> [TASK TO COMPLETE] Return every entry exactly as written.
***** INFORMATION SUPPLIED *****
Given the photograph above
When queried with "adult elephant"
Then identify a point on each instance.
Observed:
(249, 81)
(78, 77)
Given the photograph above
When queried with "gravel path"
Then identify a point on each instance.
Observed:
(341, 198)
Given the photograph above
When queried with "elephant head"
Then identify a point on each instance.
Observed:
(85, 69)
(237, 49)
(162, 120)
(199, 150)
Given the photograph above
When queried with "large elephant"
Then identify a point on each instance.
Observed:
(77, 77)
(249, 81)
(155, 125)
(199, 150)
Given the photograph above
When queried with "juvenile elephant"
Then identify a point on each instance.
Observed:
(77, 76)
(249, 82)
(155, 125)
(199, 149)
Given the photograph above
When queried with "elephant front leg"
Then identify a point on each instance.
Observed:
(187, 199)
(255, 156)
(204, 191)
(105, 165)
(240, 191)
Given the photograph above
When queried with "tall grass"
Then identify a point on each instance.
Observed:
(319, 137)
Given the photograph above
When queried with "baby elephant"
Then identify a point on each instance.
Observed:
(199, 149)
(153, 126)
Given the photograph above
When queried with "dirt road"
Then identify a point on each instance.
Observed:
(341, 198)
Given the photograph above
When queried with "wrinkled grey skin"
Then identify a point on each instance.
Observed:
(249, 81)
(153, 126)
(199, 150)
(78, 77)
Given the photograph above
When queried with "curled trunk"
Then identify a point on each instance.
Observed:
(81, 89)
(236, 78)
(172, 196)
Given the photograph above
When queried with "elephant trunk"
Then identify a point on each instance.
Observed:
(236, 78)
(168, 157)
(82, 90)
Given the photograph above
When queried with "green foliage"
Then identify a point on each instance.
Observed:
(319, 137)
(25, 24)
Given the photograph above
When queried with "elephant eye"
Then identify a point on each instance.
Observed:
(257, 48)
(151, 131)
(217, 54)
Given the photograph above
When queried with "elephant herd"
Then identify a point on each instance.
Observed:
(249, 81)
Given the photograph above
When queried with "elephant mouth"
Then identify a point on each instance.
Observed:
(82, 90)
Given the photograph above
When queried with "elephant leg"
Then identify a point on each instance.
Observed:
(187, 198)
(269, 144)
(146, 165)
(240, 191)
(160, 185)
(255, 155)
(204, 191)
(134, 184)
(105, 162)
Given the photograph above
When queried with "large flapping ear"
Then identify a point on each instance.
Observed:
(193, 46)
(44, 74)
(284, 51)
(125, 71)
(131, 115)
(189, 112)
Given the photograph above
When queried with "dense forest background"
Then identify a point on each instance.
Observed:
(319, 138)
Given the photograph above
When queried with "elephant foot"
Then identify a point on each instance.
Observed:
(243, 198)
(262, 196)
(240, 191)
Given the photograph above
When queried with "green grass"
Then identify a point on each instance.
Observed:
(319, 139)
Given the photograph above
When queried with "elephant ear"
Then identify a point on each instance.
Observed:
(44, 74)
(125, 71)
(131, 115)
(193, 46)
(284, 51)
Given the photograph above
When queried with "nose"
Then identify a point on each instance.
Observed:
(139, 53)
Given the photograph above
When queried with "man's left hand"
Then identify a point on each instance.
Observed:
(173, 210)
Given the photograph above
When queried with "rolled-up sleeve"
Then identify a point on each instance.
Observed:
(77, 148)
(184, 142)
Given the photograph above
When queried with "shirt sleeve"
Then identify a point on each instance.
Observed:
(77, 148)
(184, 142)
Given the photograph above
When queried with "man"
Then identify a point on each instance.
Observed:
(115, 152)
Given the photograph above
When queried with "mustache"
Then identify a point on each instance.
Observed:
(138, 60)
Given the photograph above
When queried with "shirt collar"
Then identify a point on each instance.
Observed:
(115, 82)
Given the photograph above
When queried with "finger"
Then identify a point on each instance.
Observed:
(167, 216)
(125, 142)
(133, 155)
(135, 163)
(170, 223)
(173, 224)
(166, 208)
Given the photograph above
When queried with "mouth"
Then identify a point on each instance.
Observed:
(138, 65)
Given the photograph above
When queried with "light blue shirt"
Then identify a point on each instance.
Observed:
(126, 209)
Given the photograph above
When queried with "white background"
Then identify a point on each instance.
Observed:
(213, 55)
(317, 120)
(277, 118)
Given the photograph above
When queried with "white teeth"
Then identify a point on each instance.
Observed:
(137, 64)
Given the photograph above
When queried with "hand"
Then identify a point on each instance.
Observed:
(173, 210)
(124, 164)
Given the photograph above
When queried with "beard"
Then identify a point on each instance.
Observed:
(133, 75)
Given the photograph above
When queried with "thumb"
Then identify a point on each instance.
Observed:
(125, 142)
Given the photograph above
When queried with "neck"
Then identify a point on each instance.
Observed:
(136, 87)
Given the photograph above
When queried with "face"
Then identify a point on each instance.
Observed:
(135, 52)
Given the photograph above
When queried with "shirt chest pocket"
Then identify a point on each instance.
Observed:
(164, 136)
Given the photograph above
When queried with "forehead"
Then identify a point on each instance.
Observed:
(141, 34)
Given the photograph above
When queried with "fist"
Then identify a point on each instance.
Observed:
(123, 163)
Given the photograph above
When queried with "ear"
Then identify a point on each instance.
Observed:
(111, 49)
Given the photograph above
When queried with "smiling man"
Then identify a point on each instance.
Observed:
*****
> [IN RESPONSE]
Given the photograph above
When queried with "adult elephant"
Then identify a point on each instance.
Observed:
(249, 81)
(78, 77)
Given the photograph above
When queried with "gravel path"
Then identify a point on each instance.
Observed:
(341, 198)
Given the photograph above
When queried with "elephant head"
Then identify a point on each instance.
Observed:
(85, 69)
(237, 49)
(162, 120)
(199, 150)
Given the photograph above
When queried with "large elephant"
Then identify a point on each instance.
Observed:
(77, 77)
(249, 81)
(155, 125)
(199, 150)
Given the photograph above
When queried with "juvenile elephant"
Then identify a point on each instance.
Observed:
(77, 76)
(249, 82)
(155, 125)
(199, 149)
Given the photograph above
When queried with "elephant front leg"
Then identify a point on each instance.
Observed:
(187, 199)
(255, 156)
(204, 191)
(105, 165)
(240, 191)
Given the photograph above
When queried with "tall grass"
Then identify a point on each instance.
Observed:
(319, 137)
Given the photograph above
When queried with "baby elephant"
Then identify a point on each instance.
Observed:
(199, 149)
(153, 126)
Given the photograph above
When queried with "dirt road"
Then identify a point on each instance.
Observed:
(341, 198)
Given the photograph above
When queried with "wrinkled grey skin"
Then identify a point on each instance.
Observed:
(249, 81)
(153, 126)
(199, 150)
(78, 77)
Given the photograph above
When queried with "curled trunk"
Then identify a point on each instance.
Observed:
(81, 89)
(236, 78)
(172, 196)
Given the photograph above
When queried with "elephant trunk"
Then identify a point on each instance.
Observed:
(236, 78)
(168, 157)
(82, 90)
Given the photograph above
When queried with "green foliage"
Then identify a point on each instance.
Observed:
(319, 137)
(25, 24)
Given the photograph above
When queried with "elephant eye"
Then identify a point on each instance.
Observed:
(257, 48)
(151, 131)
(217, 54)
Given the photograph above
When queried with "elephant herd"
Then identify a point on each instance.
Observed:
(249, 81)
Given the photograph above
When queried with "elephant mouth"
Then identify a point on each instance.
Observed:
(82, 90)
Given the photograph above
When queried with "elephant leg"
Then identify a point on each instance.
Observed:
(187, 198)
(269, 144)
(146, 165)
(240, 191)
(160, 185)
(255, 155)
(204, 191)
(134, 184)
(105, 162)
Given the photograph above
When queried with "large flapping ear"
Then identify a point on each instance.
Observed:
(193, 46)
(44, 74)
(284, 51)
(125, 71)
(131, 115)
(189, 112)
Given the photograph above
When queried with "dense forest background"
Then identify a point on each instance.
Observed:
(319, 138)
Given the photograph above
When queried with "elephant foot"
Then identify a point on each instance.
Observed:
(243, 198)
(262, 196)
(240, 191)
Given the photograph above
When queried with "green grass"
Then identify a point on each instance.
Observed:
(319, 139)
Given the photograph above
When queried with "elephant ear"
Then identify a point on each instance.
Observed:
(44, 74)
(125, 71)
(131, 115)
(193, 46)
(284, 51)
Given the photograph above
When queried with "nose"
Then identify a point on each instance.
Observed:
(139, 53)
Given the photograph above
When queried with "man's left hand"
Then identify a point on each instance.
Observed:
(173, 210)
Given the photograph above
When queried with "rolled-up sleeve"
Then identify a point on each instance.
Observed:
(77, 148)
(184, 142)
Given the photograph above
When queried with "shirt sleeve"
Then identify a point on each instance.
Observed:
(77, 148)
(184, 142)
Given the photograph above
When queried with "man"
Then identify a point on each instance.
Observed:
(115, 152)
Given the photograph above
When queried with "mustache"
Then identify a point on each instance.
Observed:
(138, 60)
Given the photograph above
When queried with "shirt collar"
Then identify a point on each instance.
Observed:
(115, 82)
Given the photograph above
When queried with "finger"
Then identify a point on each instance.
Observed:
(167, 216)
(125, 142)
(133, 155)
(135, 163)
(170, 223)
(173, 224)
(166, 208)
Given the photograph above
When queried with "mouth"
Then identify a point on each instance.
Observed:
(138, 65)
Given the photograph above
When queried with "light blue shirt"
Then identify a point on each instance.
Observed:
(126, 209)
Given the photograph above
When queried with "white background"
Then identify a point on each instance.
Observed:
(213, 55)
(317, 120)
(277, 118)
Given the photograph above
When queried with "white teeth"
Then identify a point on each instance.
Observed:
(137, 64)
Given the photograph above
When queried with "hand"
Then identify a point on each instance.
Observed:
(173, 210)
(124, 164)
Given the photograph above
When queried with "beard"
Then identify a point on each instance.
Observed:
(133, 75)
Given the photograph above
When queried with "thumb"
Then identify a point on each instance.
Observed:
(125, 142)
Given the photograph above
When queried with "neck"
Then identify a point on each instance.
Observed:
(136, 87)
Given the photograph above
When queried with "face"
Then identify a point on each instance.
Observed:
(135, 52)
Given the photograph above
When queried with "shirt chest pocket"
Then identify a point on each instance.
Observed:
(164, 136)
Given the photograph above
When queried with "forehead"
Then identify a point on each instance.
Observed:
(141, 34)
Given the photograph above
When queried with "fist"
Then identify a point on each instance.
Observed:
(123, 163)
Given the photograph above
When queried with "ear"
Then identify a point on each instance.
Observed:
(111, 49)
Given the photograph above
When queried with "smiling man"
Then identify a point on each instance.
Observed:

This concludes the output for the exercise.